PROVIDED INFORMATION:
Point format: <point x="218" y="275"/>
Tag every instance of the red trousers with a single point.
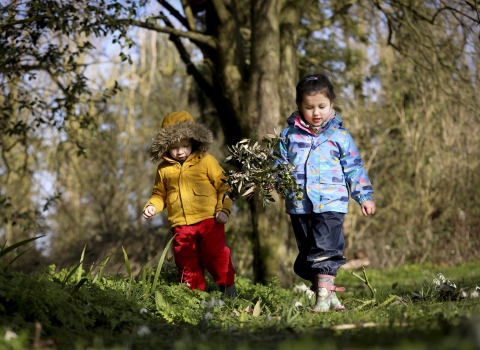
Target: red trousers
<point x="200" y="246"/>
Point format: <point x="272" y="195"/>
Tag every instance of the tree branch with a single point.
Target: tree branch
<point x="185" y="56"/>
<point x="189" y="14"/>
<point x="222" y="12"/>
<point x="175" y="14"/>
<point x="26" y="20"/>
<point x="194" y="36"/>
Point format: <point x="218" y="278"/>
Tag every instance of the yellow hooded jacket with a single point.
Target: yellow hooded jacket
<point x="194" y="191"/>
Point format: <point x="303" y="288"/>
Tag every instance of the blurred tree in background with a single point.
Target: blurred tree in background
<point x="407" y="74"/>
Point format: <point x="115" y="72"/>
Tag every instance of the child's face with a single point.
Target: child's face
<point x="181" y="150"/>
<point x="315" y="108"/>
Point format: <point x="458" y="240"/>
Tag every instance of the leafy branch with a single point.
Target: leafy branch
<point x="261" y="169"/>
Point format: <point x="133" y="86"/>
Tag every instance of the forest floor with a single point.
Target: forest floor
<point x="415" y="307"/>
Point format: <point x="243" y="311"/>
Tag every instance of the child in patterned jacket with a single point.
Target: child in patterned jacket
<point x="327" y="166"/>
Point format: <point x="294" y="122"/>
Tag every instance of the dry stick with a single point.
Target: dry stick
<point x="365" y="280"/>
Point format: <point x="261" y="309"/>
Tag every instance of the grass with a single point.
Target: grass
<point x="78" y="310"/>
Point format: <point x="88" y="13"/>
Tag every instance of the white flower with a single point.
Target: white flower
<point x="211" y="303"/>
<point x="9" y="335"/>
<point x="143" y="330"/>
<point x="310" y="293"/>
<point x="300" y="288"/>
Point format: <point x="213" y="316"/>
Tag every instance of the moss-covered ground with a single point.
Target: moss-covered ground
<point x="73" y="309"/>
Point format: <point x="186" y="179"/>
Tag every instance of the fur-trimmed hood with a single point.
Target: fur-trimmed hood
<point x="177" y="126"/>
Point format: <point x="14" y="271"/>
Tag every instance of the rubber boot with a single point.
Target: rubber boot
<point x="326" y="298"/>
<point x="229" y="291"/>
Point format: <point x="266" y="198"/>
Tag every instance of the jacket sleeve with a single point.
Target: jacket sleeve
<point x="354" y="171"/>
<point x="281" y="149"/>
<point x="217" y="178"/>
<point x="159" y="193"/>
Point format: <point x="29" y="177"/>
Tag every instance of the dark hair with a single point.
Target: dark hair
<point x="313" y="84"/>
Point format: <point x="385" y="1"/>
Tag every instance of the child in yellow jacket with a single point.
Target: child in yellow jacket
<point x="189" y="183"/>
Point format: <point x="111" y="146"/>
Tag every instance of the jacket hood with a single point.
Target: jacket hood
<point x="177" y="126"/>
<point x="337" y="119"/>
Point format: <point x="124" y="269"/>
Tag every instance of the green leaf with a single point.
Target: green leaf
<point x="80" y="268"/>
<point x="160" y="264"/>
<point x="127" y="264"/>
<point x="257" y="309"/>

WRITTEN REQUEST:
How many lines in the entries above contain the string "green"? Reply with the number alone.

THE COMPLETED TASK:
2